Document extract.
-*-
Research Paper Recommendations


(sadie) #1

Jeremy recommended we start reading papers. I’d love if people would post links to interesting papers they have found.

I’ll start:
Gender Shades: Intersectional Accuracy Disparities in
Commercial Gender Classification
by Joy Buolamwini. There is also a great video describing her research. She found systematic bias in commercial face classification software accuracy based on gender and race.


(Jeremy Howard) #2

That’s a great paper! Thanks for sharing.

I add every paper I’m interested in to my Twitter favorites list so that anyone interested can simply follow that. There are 2700 tweets there now! https://twitter.com/jeremyphoward/likes

Also, if anyone is interested in trying to implement one of these papers in pytorch (especially with fastai integration), please do post on the forum and at-mention me after you’ve started, since I’d love to see what you’re up to - and help if possible.


(James Requa) #3

This looks like a good thread! Here is my first paper add for now. Would be awesome to implement this! :slight_smile:

Group Normalization
(published march 22, 2018 by FAIR - Facebook AI Research - the infamous Kaiming He)
-*-
Dataset excerpts on object pointing.
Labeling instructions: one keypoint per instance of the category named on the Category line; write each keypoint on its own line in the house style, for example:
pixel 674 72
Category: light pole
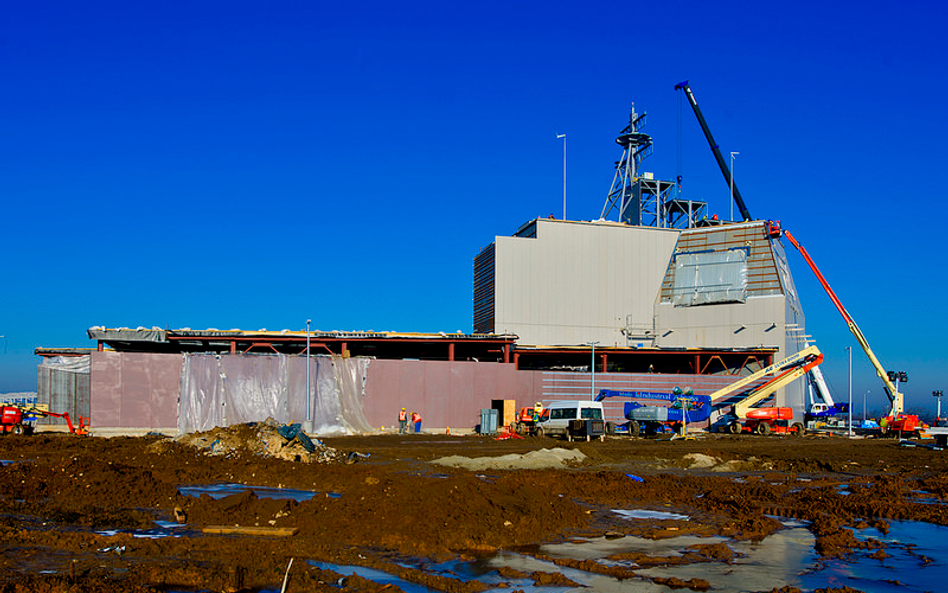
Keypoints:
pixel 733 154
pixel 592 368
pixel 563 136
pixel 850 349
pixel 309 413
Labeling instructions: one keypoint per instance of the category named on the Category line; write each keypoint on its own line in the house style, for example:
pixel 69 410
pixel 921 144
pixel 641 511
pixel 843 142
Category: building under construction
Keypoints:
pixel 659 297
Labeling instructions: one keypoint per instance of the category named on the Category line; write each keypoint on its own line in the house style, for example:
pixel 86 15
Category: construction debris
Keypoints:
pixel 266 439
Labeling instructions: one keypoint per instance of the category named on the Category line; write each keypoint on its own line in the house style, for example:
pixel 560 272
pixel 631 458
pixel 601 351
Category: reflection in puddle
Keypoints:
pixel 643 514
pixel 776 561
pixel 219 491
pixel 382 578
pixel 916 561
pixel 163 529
-*-
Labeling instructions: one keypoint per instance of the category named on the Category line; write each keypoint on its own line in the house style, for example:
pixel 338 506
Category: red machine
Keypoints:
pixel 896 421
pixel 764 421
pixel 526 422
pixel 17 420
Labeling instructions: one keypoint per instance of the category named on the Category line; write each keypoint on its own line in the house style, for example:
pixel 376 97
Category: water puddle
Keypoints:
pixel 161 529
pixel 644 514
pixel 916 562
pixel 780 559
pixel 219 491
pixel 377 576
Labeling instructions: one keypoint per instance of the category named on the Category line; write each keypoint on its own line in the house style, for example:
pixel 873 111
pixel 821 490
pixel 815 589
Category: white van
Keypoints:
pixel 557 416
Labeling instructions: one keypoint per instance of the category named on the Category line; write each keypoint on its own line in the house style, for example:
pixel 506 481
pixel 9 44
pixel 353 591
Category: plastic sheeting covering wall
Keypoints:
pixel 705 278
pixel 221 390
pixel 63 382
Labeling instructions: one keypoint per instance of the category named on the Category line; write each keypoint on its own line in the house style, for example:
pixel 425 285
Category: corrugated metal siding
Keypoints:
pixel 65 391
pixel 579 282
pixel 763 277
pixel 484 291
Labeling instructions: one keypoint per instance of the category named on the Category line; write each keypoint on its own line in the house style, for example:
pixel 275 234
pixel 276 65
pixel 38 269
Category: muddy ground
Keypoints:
-*-
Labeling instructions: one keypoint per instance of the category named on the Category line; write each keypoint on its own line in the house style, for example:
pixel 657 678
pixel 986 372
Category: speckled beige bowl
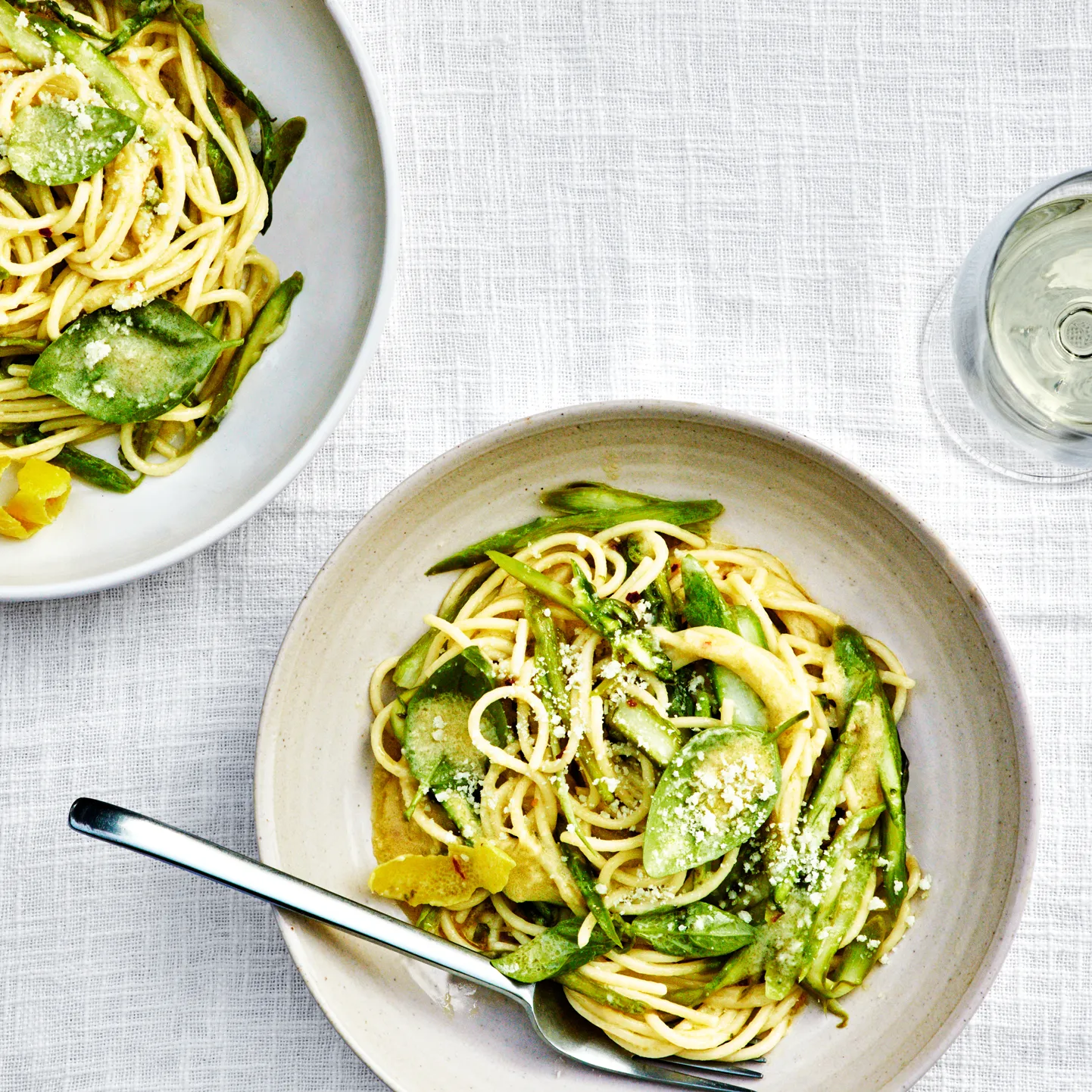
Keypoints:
-*-
Tasks to perform.
a - In the paper recommendations thread, why does Jeremy Howard want people to at-mention him once they start implementing one of the papers?
b - Write out the part of the paper recommendations thread starting at "This looks like" and ending at "infamous Kaiming He)".

Responses per task.
a - He would love to see what they are working on and help if he can.

b -
This looks like a good thread! Here is my first paper add for now. Would be awesome to implement this! :slight_smile:

Group Normalization
(published march 22, 2018 by FAIR - Facebook AI Research - the infamous Kaiming He)